- **To do**
[A] According to the article on cracking joints, why can't a person crack the same knuckle twice right away?
[B] Pick up the article on cracking joints after its last sentence and continue it.
Page extract below:
‘Cracking’ or ‘Popping’ Your Knuckles, Neck and Other Joints – Is It Harmful?
2 min. read
“Cracking” or “popping” your knuckles, neck, ankles or back can bring some brief relief after long bouts at sitting at the computer. Generally, cracking or popping the body’s joints are not necessarily harmful habits — as long as you don’t overdo it or as long as it does not produce pain or discomfort. For some people, these noises happen naturally during normal daily activities -- maybe after waking up in the morning or standing up and walking away from your workstation. But why do the body’s joints pop? And when it is a good idea to see a doctor?
The cracking sound you hear from popping joints comes from tendons or muscles moving over the joint, or from the popping of nitrogen bubbles normally found in the joint space. A person can’t crack the same knuckle or joint twice right away because it takes some time for the gas bubbles to accumulate again in the joint.
In the short-term, cracking joints likely won’t do any damage. For example, rarely would “cracking the neck” damage vital nerves, ligaments and bones. But caution is warranted over time, explains Charles M. Lawrie, M.D., a board-certified, fellowship-trained orthopedic surgeon with Baptist Health Orthopedic Care.
Painful joint popping can be a symptom of arthritis, tendinitis (inflammation of a tendon), or bursitis, which is caused by inflammation of the bursa, a small, fluid-filled sac that helps lubricate the body’s joints.
What is actually making that sound when you crack or pop a joint?
“There is no clear consensus as to why our joints pop,” said Dr. Lawrie. “The leading theory as to why our joints pop is called cavitation. Most of the joints in our bodies are enclosed in capsules, thickened structures that act like water balloons, holding in the joint fluid that helps nourish and lubricate the joint.
End of Page extract.
Data below:
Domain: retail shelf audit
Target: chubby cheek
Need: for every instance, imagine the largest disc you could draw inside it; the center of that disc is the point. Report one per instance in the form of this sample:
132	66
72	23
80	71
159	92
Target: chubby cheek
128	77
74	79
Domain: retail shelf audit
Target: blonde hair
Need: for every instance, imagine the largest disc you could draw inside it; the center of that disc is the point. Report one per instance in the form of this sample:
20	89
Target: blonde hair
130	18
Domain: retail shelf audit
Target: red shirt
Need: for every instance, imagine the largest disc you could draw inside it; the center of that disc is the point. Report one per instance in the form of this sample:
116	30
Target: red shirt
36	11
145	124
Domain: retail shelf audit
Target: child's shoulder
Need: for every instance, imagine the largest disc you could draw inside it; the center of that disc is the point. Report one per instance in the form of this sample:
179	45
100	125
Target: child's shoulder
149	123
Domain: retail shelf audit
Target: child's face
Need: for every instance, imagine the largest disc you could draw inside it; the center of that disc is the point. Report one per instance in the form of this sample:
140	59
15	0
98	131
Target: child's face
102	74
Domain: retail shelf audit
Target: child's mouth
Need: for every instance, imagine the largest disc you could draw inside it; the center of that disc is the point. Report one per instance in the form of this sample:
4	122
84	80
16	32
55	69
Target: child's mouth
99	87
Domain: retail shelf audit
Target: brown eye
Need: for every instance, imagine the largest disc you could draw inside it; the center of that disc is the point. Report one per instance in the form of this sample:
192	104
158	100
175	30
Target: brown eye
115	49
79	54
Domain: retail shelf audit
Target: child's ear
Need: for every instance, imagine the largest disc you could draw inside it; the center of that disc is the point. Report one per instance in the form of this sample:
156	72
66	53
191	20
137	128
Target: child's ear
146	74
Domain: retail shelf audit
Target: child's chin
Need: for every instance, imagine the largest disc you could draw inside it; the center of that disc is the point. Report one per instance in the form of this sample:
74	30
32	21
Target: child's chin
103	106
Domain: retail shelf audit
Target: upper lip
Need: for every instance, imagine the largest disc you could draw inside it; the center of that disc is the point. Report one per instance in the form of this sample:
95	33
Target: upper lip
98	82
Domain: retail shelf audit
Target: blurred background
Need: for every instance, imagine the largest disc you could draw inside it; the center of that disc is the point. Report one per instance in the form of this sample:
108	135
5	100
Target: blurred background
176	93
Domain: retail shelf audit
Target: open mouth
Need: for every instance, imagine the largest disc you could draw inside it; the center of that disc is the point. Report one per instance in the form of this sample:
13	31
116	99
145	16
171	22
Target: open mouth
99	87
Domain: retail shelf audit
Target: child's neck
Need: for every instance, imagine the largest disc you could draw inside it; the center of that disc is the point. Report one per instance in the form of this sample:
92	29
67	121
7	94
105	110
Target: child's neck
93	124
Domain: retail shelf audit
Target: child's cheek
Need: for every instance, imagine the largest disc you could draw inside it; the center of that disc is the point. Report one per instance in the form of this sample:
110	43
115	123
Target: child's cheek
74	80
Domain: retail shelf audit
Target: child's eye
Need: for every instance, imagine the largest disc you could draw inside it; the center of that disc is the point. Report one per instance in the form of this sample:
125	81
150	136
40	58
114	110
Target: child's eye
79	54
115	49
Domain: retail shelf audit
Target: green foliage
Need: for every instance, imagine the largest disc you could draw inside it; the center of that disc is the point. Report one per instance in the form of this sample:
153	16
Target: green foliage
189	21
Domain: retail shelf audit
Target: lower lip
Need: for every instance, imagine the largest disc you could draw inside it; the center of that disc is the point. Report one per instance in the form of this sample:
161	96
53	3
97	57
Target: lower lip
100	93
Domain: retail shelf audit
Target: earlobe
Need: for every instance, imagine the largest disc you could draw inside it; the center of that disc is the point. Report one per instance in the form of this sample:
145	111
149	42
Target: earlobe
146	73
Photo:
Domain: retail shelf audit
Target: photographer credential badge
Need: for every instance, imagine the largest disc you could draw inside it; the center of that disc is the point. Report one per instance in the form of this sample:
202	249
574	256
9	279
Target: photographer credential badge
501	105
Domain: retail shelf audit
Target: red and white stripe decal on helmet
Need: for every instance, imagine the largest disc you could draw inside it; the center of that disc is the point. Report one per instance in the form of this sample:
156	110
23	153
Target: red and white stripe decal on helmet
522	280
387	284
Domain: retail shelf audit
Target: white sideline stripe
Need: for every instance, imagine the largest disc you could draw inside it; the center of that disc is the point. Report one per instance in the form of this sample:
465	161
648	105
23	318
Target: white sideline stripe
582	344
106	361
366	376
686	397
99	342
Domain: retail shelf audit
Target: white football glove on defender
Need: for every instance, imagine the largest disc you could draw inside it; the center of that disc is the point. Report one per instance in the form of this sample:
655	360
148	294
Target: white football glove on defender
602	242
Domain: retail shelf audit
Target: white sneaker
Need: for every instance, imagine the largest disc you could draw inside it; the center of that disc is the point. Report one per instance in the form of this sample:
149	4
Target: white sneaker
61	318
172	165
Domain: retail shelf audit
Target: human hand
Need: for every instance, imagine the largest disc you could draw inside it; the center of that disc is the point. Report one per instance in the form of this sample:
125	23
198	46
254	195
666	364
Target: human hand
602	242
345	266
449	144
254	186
End of Data.
- **Answers to the problems**
[A] It takes some time for the gas bubbles to accumulate again in the joint.

[B]
What exactly is cavitation? It’s when “external forces are put on the joint fluid liquid, causing small bubbles to form within the joint fluid, that then pop, resulting in the popping and cracking sounds,” he adds. “This may be the cause of the ‘pop’ that people feel when they crack their knuckles.”
Sounds made by joints, especially in individuals with arthritis, can stem from other causes.
“Other sounds made by joints may be related to damage or irregularity in the joint surface or internal structure of the joint,” said Dr. Lawrie. “When these irregularities rub against each other, it results in a crack or grind. These noises are commonly felt by patients with arthritis.”
In some cases, patients may be able to “actually partially dislocate their joints, leading to a snap or pop when the joint returns to its normal location,” he said. “Outside of the joint, ligaments or tendons may snap over parts of bones or joints quickly, resulting in a snapping sensation as well.”
Are there symptoms from joint popping that should prompt you to see a doctor?
“Joint noises that are accompanied by pain deserve the attention of an orthopedic physician,” said Dr. Lawrie. “Joint noises that are accompanied by a sensation of a joint dislocating also should be evaluated further. Simple knuckle cracking usually does not need to be investigated.”